- INPUT FOR THIS TASK
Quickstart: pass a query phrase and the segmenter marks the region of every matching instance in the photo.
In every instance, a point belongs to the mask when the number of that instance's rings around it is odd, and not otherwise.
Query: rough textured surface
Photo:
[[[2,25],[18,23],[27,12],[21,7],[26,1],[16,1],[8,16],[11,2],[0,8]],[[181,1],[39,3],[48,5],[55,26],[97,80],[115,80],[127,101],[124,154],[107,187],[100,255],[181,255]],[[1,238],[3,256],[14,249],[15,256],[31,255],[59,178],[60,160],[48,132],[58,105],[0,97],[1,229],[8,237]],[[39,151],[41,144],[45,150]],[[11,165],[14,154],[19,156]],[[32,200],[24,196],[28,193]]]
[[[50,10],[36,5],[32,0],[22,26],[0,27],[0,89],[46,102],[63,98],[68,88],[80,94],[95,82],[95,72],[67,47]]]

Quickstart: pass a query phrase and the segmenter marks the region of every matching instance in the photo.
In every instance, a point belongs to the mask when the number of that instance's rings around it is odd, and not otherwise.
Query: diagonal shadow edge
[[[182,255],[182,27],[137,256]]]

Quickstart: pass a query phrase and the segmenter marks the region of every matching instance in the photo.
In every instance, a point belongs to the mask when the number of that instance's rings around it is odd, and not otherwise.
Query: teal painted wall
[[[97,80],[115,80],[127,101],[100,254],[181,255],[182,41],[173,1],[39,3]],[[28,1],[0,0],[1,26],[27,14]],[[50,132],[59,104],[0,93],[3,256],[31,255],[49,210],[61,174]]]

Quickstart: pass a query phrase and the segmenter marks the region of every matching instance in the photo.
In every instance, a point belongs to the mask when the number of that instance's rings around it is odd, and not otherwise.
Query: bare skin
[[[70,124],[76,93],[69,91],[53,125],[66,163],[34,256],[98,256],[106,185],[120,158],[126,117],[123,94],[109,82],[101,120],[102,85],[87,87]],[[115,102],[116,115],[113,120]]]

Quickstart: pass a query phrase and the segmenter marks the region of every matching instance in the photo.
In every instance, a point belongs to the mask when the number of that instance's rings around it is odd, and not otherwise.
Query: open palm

- WHAT TO DO
Please copy the records from their first line through the line containing "[[[182,255],[182,27],[137,256]]]", both ends included, raising every coordinate in the answers by 32 and leaving all other text unchanged.

- RESULT OF THE EXERCISE
Quickstart: pass a query phrase and the segmenter marks the region of every matching instance in the photo.
In every instance, a point belongs to the mask when the number of that instance's rings around it is odd, and not otherwise.
Query: rough textured surface
Photo:
[[[34,57],[50,55],[59,44],[53,39],[58,33],[48,33],[40,48],[43,34],[32,40]],[[213,33],[71,35],[80,37],[87,58],[129,112],[147,112],[159,133],[156,186],[139,219],[132,287],[213,287]],[[33,270],[35,288],[46,281],[47,288],[63,287],[91,210],[92,192],[80,164],[90,137],[32,129],[33,261],[40,269]],[[71,183],[73,176],[77,182]],[[43,197],[46,186],[51,188]],[[64,232],[56,228],[60,225]]]
[[[82,42],[68,37],[64,32],[54,58],[32,59],[32,121],[78,134],[95,130],[100,120],[112,126],[127,114],[127,104],[99,79]]]

Quickstart: pass a query phrase and the segmenter marks the region of every matching instance in the photo.
In every instance, a point belongs to the mask when the number of that instance's rings around it is odd, and not otherwise.
Query: diagonal shadow edge
[[[214,287],[214,59],[169,288]]]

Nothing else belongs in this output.